** Records **
____________________
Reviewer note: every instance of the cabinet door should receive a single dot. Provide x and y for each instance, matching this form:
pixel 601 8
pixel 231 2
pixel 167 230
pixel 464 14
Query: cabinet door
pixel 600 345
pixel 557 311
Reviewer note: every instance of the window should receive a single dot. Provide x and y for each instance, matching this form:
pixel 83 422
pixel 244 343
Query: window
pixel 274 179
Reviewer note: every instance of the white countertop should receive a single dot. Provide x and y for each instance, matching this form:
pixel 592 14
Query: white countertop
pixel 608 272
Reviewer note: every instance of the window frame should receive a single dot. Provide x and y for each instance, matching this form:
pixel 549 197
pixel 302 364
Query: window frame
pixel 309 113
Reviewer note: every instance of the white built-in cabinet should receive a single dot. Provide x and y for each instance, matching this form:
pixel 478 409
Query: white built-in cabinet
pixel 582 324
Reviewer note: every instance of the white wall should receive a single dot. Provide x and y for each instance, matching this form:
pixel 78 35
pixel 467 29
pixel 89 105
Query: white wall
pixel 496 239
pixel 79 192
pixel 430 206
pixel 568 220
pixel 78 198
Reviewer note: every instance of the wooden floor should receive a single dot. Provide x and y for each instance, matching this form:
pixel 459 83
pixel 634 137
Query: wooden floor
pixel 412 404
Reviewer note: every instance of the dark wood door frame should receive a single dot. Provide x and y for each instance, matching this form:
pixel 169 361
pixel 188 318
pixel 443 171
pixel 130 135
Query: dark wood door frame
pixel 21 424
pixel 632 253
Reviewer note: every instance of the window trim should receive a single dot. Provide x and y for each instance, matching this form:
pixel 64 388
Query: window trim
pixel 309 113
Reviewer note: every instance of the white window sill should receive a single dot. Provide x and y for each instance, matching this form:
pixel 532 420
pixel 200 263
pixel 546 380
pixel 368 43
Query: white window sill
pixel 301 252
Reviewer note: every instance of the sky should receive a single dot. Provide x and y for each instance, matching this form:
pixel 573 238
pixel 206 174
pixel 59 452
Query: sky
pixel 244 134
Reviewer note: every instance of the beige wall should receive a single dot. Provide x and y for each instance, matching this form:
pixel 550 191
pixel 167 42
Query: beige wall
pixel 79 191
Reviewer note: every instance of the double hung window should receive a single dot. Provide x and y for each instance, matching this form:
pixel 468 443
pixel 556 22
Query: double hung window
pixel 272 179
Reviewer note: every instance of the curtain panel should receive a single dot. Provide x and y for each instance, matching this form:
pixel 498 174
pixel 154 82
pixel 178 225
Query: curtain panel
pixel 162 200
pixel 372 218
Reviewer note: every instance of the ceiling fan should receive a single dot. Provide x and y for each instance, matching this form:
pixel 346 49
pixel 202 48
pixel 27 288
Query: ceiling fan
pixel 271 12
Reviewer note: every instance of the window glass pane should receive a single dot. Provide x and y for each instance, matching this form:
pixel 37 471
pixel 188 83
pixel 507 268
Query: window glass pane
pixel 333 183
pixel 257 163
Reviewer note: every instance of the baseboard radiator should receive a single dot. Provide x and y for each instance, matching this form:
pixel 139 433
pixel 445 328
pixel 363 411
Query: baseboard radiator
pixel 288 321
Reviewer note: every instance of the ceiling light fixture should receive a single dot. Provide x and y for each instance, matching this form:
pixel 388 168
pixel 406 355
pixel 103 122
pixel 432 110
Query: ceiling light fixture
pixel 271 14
____________________
** REQUIRED WORK **
Please reproduce the data word for word, from the line containing "Reviewer note: every instance of the white window" up to and including the line containing "pixel 288 321".

** THE REPLY **
Reviewer note: every instance of the white window sill should receive a single dot. Provide x and y for each instance, matching this form:
pixel 532 420
pixel 200 263
pixel 546 380
pixel 368 43
Query: white window sill
pixel 301 252
Reviewer note: every instance of the sky should receive a single dot. Provide x and y for each instance, matching this form:
pixel 573 238
pixel 206 174
pixel 59 452
Query: sky
pixel 244 134
Reviewer note: every instance of the beige wall should receive a single dot. Provide x and y for each instance, matching this form:
pixel 550 191
pixel 167 42
Query: beige wall
pixel 79 191
Reviewer note: every instance of the double hung window should receive a single dot. Provide x and y for each instance, matching this form:
pixel 468 443
pixel 556 22
Query: double hung window
pixel 272 179
Reviewer note: every instance of the curtain panel should receive a single dot. Provide x and y for each instance, matching this form:
pixel 498 174
pixel 154 82
pixel 178 225
Query: curtain panel
pixel 162 200
pixel 372 218
Reviewer note: every instance of the ceiling fan should receive a single dot. Provide x and y for each instance, matching this form:
pixel 346 49
pixel 202 48
pixel 27 288
Query: ceiling fan
pixel 271 12
Reviewer note: every instance of the window glass pane should receive a single dot. Provide x and y for each instance, matching this form:
pixel 37 471
pixel 188 83
pixel 507 268
Query: window glass pane
pixel 333 183
pixel 257 163
Reviewer note: every instance of the baseboard radiator should receive a single dot. Provide x and y for each instance, matching this form:
pixel 139 433
pixel 445 328
pixel 363 411
Query: baseboard radiator
pixel 288 321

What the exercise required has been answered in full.